BEGIN
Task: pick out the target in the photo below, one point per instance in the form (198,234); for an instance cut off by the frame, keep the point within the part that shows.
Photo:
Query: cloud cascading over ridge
END
BEGIN
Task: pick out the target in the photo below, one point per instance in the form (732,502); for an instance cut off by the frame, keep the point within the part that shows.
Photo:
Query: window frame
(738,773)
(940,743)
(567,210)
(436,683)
END
What you give back must be the stretch above, starting at the line with "the form (198,234);" and ending at the line with "Query: cloud cascading over ridge", copied exactly.

Task: pick out the target in the photo below, one point per instance in the form (198,234); for an instance cut off by the frame, keep the point within the part that shows.
Photo:
Query: cloud cascading over ridge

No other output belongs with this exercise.